**Record extracts:**

+++

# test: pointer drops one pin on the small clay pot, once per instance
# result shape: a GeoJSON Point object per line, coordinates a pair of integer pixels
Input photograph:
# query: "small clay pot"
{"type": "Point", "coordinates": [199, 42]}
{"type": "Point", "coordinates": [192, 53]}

+++

**Exercise:**
Print every one of the records again, line for line and without any change.

**Full solution:**
# test: pointer drops one pin on the small clay pot, once per instance
# result shape: a GeoJSON Point object per line, coordinates a pair of integer pixels
Input photograph:
# query: "small clay pot"
{"type": "Point", "coordinates": [199, 42]}
{"type": "Point", "coordinates": [192, 53]}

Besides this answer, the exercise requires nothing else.